= Aim =
Would you transcribe all of the data exactly, down to the last character?

start Supplied records

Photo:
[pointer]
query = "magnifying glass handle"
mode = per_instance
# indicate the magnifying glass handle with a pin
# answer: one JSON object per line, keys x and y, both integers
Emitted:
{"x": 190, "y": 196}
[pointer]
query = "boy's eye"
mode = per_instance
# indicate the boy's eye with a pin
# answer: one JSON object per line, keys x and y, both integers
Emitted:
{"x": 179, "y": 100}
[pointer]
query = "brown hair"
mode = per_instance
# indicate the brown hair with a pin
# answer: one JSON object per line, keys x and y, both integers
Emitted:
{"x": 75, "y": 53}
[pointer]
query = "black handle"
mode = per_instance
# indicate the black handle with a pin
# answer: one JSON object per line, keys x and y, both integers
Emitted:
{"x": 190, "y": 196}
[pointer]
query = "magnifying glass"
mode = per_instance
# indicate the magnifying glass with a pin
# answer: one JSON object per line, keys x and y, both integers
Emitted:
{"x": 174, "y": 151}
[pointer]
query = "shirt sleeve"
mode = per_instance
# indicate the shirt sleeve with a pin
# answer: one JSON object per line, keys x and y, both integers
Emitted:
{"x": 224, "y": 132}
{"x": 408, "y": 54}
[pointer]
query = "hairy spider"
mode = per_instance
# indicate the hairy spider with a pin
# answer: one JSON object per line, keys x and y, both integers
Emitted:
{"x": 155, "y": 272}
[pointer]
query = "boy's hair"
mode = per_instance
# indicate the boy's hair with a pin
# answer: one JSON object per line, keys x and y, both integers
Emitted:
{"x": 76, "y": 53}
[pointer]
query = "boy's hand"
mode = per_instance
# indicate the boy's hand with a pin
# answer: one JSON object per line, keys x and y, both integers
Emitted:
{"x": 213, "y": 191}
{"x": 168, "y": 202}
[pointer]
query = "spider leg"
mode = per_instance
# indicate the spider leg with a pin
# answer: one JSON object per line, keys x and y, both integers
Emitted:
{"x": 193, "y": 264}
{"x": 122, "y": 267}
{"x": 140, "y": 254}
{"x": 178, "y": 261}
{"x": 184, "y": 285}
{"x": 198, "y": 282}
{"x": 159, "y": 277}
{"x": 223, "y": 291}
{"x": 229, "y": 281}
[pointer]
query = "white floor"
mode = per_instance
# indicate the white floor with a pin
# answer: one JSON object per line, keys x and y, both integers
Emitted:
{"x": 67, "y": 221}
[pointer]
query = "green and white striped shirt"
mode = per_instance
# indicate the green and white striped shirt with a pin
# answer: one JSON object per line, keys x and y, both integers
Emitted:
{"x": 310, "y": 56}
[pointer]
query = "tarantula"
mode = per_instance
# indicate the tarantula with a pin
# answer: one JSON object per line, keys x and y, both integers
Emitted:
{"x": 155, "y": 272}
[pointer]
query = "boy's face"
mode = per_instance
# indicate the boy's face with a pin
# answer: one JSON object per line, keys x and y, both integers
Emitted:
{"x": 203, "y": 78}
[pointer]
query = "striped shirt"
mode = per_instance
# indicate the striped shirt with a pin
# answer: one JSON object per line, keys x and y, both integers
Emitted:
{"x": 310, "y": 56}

end Supplied records

= Solution to this problem =
Photo:
[pointer]
query = "magnifying glass handle"
mode = per_instance
# indicate the magnifying glass handle with a pin
# answer: one JSON object per line, keys x and y, both integers
Emitted:
{"x": 190, "y": 196}
[pointer]
query = "boy's eye"
mode = per_instance
# indicate the boy's eye with a pin
# answer: one JSON object per line, keys x and y, both integers
Emitted:
{"x": 179, "y": 100}
[pointer]
query = "brown hair"
mode = per_instance
# indicate the brown hair with a pin
# answer: one JSON object per line, keys x and y, both integers
Emitted:
{"x": 75, "y": 53}
[pointer]
query = "black handle"
mode = per_instance
# indicate the black handle with a pin
# answer: one JSON object per line, keys x and y, both integers
Emitted:
{"x": 190, "y": 196}
[pointer]
query = "magnifying glass"
mode = per_instance
# indicate the magnifying glass with a pin
# answer: one JSON object per line, keys x and y, both integers
Emitted:
{"x": 174, "y": 151}
[pointer]
query = "shirt sleeve"
mode = per_instance
# indicate the shirt sleeve with a pin
# answer: one JSON object per line, keys x and y, both integers
Emitted:
{"x": 224, "y": 132}
{"x": 408, "y": 54}
[pointer]
query = "hairy spider"
mode = per_instance
# indicate the hairy spider with a pin
# answer: one JSON object per line, keys x and y, both integers
Emitted:
{"x": 155, "y": 272}
[pointer]
query = "boy's hair"
mode = per_instance
# indicate the boy's hair with a pin
# answer: one JSON object per line, keys x and y, both integers
Emitted:
{"x": 76, "y": 53}
[pointer]
query = "boy's hand"
mode = per_instance
# indicate the boy's hand with a pin
# answer: one JSON object per line, keys x and y, both integers
Emitted:
{"x": 213, "y": 191}
{"x": 168, "y": 202}
[pointer]
query = "spider leg"
mode = per_instance
# indicate the spider leg with a pin
# answer: one JSON object per line, keys x and y, both integers
Emitted:
{"x": 193, "y": 264}
{"x": 122, "y": 267}
{"x": 140, "y": 254}
{"x": 178, "y": 261}
{"x": 184, "y": 285}
{"x": 198, "y": 282}
{"x": 159, "y": 277}
{"x": 223, "y": 291}
{"x": 229, "y": 281}
[pointer]
query = "white floor"
mode = per_instance
# indicate the white floor with a pin
# answer: one JSON object per line, keys x and y, both integers
Emitted:
{"x": 67, "y": 221}
[pointer]
query = "green and white striped shirt"
mode = per_instance
# indicate the green and white striped shirt with a pin
# answer: one JSON object per line, keys x and y, both integers
Emitted:
{"x": 310, "y": 56}
[pointer]
query = "tarantula"
mode = per_instance
# indicate the tarantula with a pin
# answer: one JSON object per line, keys x and y, both integers
Emitted:
{"x": 155, "y": 272}
[pointer]
query = "boy's face"
mode = per_instance
# indicate the boy's face with a pin
# answer: one JSON object per line, keys x and y, both integers
Emitted:
{"x": 203, "y": 78}
[pointer]
query = "striped shirt"
mode = per_instance
# indicate the striped shirt with a pin
# answer: one JSON object per line, keys x and y, both integers
Emitted:
{"x": 310, "y": 56}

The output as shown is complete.